BRIEF
Find each line in the listing that contains the word "central" and copy those lines out.

DATA EXTRACT
★ ★ ★ ★
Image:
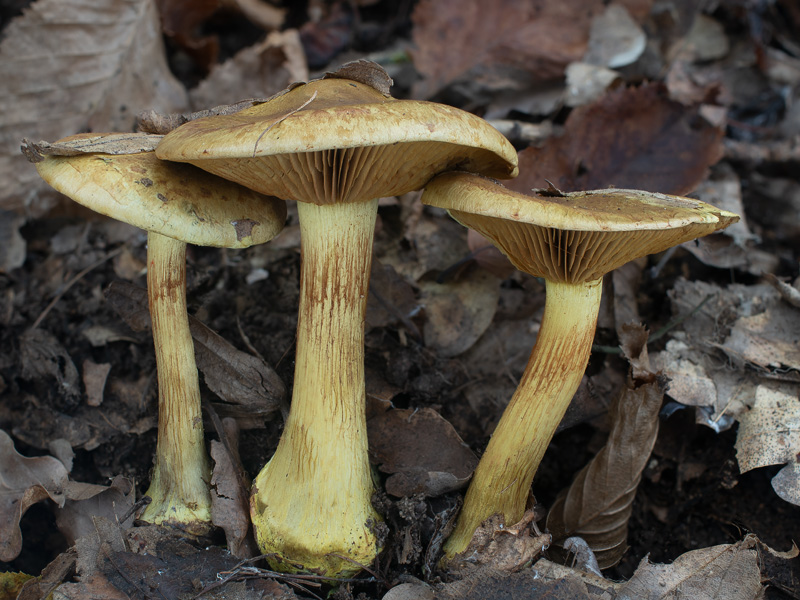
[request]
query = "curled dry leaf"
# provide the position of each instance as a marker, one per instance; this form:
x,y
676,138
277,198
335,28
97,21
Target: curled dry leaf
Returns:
★ ★ ★ ★
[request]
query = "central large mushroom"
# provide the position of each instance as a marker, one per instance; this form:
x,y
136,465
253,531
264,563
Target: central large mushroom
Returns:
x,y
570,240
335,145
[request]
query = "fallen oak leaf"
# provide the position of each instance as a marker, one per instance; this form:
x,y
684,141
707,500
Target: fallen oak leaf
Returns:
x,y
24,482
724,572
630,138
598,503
★ ★ ★ ★
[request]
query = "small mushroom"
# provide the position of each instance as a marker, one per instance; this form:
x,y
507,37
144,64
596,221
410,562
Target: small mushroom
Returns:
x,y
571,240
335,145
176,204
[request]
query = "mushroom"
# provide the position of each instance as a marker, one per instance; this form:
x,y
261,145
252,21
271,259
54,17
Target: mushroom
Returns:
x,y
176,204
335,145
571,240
★ ★ ★ ★
SOLUTION
query = "central large mushroom"
Target: central large mushroom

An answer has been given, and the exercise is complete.